Exercise directions -> Carry on the passage about young Americans relocating to Sun Belt job centers, picking up right after its last sentence.

Source passage ->
#####

These demographic winners are almost all in the Sun Belt, but climate is not the only thing they have in common.

“These places are growing not just because they’re warmer, it’s because that’s where the jobs are and young people are moving there,” said Ryan Wiechelt, a geography professor at the University of Wisconsin-Eau Claire.

There are other drivers of population growth, such as immigration from overseas and childbirths. But as foreign immigration tapered off during the decade, then plummeted during the pandemic, internal relocations have become an increasingly big factor in how the country is re-sorting itself, demographers say.

Places with jobs have long attracted transplants, but this shift has been different because housing prices have risen so much in previous job clusters — Boston, New York and Silicon Valley, for example — that cost of living has become more of a factor in relocations, said Daryl Fairweather, chief economist for Redfin.

“Since the last housing crisis, young millennials have had to move to places with really strong job markets,” Fairweather said. “Now, during the pandemic I think that is changing — you don’t have to move to San Francisco if you want a job in tech.”

Plenty of young people still move to traditional destinations such as New York and California to start careers, experts say. They just leave them relatively quickly now, with a wider variety of alternative job centers to choose from. “Every year these places attract a lot of young people, but they lose more,” William Frey, a demographer at the Brookings Institute, said of traditional, coastal job magnets, joking that his own hometown of Washington, D.C. “rents” young people.

Instead, places with both cheaper housing, growing economies and recreational amenities have become popular. Colorado was the third most popular place for young adults to relocate to since 2015, gaining more than 20,000 new young adults from elsewhere each year, according to Frey’s analysis of early census data. The state has boomed over the past decade as its libertarian lifestyle, outdoor attractions and growing knowledge-based economy have drawn young people from across the country.

As a result, Denver’s skyline is regularly pockmarked with construction cranes. Apartment complexes are springing up from parking lots. For when those renters want to have children and buy homes, waves of new suburban subdivisions are emerging in the shadow of the Front Range of the Rocky Mountains.

#####

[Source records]
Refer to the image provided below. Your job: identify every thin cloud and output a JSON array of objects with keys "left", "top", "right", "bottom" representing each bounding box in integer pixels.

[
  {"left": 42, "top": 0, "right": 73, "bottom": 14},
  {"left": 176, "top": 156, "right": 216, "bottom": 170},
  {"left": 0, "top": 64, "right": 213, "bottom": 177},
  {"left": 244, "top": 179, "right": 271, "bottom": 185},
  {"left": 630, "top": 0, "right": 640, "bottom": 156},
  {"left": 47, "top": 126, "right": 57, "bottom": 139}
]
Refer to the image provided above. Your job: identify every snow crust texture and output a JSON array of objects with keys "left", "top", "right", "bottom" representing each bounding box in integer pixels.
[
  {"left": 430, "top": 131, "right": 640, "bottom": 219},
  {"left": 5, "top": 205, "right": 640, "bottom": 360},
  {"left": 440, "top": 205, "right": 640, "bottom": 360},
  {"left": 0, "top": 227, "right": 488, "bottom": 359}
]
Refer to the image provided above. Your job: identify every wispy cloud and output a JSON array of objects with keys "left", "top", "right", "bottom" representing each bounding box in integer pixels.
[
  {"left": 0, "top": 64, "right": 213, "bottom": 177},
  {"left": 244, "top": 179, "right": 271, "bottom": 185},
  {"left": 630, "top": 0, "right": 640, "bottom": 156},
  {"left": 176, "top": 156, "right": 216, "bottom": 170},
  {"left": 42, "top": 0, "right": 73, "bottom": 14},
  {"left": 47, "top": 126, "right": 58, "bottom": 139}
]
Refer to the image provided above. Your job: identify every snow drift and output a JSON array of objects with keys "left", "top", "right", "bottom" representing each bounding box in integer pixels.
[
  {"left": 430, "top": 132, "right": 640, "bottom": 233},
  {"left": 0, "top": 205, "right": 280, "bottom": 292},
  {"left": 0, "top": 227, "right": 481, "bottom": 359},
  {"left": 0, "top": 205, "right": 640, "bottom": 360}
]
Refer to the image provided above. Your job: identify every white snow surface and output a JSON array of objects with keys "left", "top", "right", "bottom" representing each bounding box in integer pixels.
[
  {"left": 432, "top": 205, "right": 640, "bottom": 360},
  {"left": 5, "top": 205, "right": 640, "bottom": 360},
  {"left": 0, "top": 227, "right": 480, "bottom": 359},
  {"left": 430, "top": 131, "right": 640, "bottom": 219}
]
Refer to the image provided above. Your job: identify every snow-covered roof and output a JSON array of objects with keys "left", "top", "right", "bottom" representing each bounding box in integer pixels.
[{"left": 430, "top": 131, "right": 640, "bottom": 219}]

#####

Task result ->
As mostly college-educated transplants have relocated to Denver and its satellite communities, Colorado has gone from being a solidly Republican state to a competitive swing state to a solidly Democratic one. It’s a pattern that some political experts expect could be replicated in other states importing loads of young people, even traditionally conservative Texas.

Sydney Kramer is typical of many new Colorado arrivals. The 23-year-old moved to the university town of Boulder in January to begin graduate studies in atmospheric and oceanic sciences. She could have stayed in Miami, a natural location for someone of her interests and where she finished her undergraduate studies. But Kramer was depressed by Florida’s anti-science turn under Republican state control.

“The government and policy hasn’t necessarily caught up there yet,” Kramer said of Florida, noting that state regulations barred the use of the term “climate change” in some official documents under the previous governor. “Everybody here has a high level of education, is really educated about climate change.”

“This,” she said of Boulder, with its wealth of environmental and forecasting organizations, “is just a really great place to be for my industry.”

A New Jersey native who did not want to deal with New York City’s high rents, Kramer has been impressed by how her new neighbors talk excitedly about hiking, camping and skiing and at the combination of outdoor activities and urban amenities the area offers. “It’s a really wonderful place to be for everything you get for the cost of living,” she said.